- _TASK INPUTS_
::::

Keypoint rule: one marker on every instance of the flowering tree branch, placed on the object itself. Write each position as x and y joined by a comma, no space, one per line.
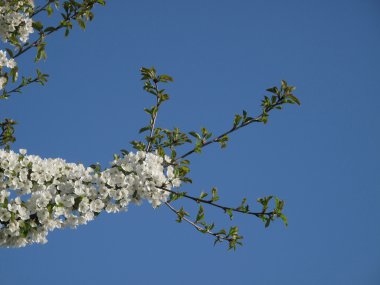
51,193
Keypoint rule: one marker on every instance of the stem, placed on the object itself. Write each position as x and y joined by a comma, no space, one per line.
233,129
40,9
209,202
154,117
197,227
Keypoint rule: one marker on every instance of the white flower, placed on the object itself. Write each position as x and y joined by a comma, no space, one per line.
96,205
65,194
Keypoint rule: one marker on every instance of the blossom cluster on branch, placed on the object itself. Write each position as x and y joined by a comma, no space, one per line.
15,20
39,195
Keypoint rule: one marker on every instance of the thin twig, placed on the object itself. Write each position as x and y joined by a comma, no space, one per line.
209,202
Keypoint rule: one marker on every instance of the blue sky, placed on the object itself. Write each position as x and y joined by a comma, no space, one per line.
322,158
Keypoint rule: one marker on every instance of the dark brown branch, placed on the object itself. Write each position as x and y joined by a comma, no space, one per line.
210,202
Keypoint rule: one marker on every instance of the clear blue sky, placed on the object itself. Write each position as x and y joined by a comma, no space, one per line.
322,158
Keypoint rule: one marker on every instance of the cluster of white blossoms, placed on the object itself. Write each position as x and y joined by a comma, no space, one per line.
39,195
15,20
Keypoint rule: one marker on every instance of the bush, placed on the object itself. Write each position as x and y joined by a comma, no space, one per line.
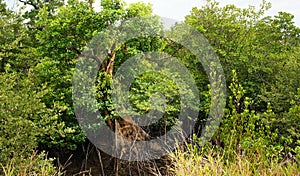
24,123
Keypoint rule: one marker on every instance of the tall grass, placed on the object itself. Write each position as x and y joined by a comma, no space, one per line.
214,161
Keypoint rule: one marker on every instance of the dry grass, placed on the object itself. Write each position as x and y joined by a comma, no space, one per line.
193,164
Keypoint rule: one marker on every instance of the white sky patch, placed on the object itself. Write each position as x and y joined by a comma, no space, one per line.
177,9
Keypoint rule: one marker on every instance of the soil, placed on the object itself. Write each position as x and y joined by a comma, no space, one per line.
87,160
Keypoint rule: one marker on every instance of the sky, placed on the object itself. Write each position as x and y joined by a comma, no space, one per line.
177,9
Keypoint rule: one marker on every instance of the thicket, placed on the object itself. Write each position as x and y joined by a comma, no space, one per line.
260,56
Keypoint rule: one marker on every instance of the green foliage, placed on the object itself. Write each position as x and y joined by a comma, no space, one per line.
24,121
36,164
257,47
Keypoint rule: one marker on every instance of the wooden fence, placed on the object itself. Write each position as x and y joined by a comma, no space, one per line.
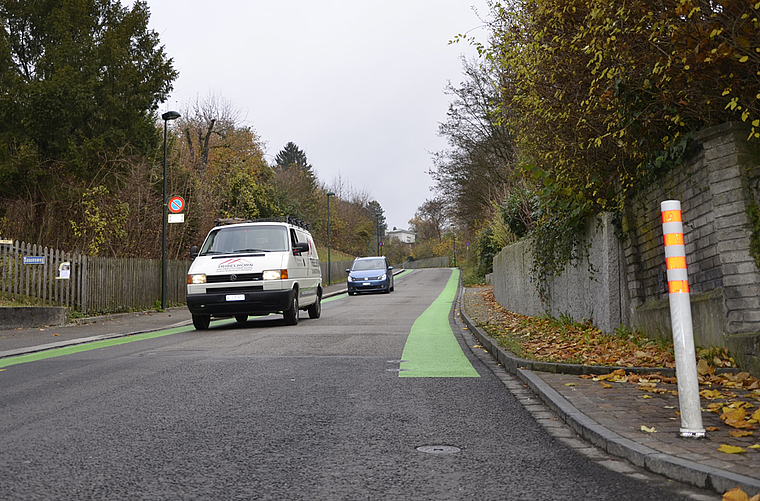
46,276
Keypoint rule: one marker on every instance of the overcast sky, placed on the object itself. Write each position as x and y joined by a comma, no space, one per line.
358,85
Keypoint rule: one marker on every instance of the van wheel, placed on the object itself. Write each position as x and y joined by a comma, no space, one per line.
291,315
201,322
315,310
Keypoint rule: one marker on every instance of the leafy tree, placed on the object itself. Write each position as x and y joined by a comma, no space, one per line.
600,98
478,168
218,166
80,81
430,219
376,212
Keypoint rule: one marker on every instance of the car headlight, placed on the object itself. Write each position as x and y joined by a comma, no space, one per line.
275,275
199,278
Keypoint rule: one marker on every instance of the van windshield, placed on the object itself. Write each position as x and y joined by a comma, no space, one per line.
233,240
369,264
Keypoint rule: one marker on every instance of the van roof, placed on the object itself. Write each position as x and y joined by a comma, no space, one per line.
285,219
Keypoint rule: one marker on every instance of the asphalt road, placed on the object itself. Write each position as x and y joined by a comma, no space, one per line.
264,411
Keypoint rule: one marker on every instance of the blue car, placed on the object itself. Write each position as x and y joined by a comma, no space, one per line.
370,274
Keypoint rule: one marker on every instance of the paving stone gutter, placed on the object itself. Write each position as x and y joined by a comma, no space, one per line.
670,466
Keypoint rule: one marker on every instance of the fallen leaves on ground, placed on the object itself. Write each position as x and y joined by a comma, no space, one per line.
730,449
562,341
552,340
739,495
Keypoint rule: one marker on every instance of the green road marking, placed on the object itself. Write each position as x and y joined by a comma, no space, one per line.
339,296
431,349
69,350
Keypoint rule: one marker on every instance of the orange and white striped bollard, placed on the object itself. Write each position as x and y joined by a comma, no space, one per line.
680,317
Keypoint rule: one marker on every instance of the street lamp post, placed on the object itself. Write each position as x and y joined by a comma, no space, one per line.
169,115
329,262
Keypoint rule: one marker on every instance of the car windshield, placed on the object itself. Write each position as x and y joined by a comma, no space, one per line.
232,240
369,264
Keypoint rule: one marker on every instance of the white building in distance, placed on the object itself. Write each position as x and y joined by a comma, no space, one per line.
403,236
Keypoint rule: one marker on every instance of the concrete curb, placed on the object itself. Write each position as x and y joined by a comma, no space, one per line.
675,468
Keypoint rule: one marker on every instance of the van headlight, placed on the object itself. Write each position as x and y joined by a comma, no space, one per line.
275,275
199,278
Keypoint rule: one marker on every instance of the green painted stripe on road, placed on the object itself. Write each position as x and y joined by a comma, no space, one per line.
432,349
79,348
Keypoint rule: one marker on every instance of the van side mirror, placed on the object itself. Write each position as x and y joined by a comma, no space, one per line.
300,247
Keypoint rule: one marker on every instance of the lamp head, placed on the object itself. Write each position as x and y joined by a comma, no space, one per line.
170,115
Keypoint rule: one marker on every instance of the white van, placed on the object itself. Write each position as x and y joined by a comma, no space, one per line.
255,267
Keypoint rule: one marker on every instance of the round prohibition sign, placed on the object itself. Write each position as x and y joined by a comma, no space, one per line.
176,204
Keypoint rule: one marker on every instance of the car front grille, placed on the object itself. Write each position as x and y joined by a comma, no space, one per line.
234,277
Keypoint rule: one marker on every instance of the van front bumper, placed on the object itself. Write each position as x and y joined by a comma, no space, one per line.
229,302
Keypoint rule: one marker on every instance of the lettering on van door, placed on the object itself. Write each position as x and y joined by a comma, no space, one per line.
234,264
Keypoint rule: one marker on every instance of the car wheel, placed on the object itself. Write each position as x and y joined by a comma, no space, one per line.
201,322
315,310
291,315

::::

- _WHAT IS EXPECTED_
Starting with the line containing "Keypoint rule: one marker on every instance of the lettering" and going on through the last line of the records, convert those lines into a JSON list of strings, one string per line, with blank lines omitted.

- _EXERCISE OUTPUT_
[
  "Keypoint rule: one marker on every instance of the lettering on van door, placed on the object itself. Write each position as x and y joined by a comma, no space, one per line.",
  "234,264",
  "Keypoint rule: one marker on every instance of the car wheel, placed on the object itself. Write each position as x and y joined by a comma, no space, one per line.",
  "201,322",
  "315,310",
  "291,315"
]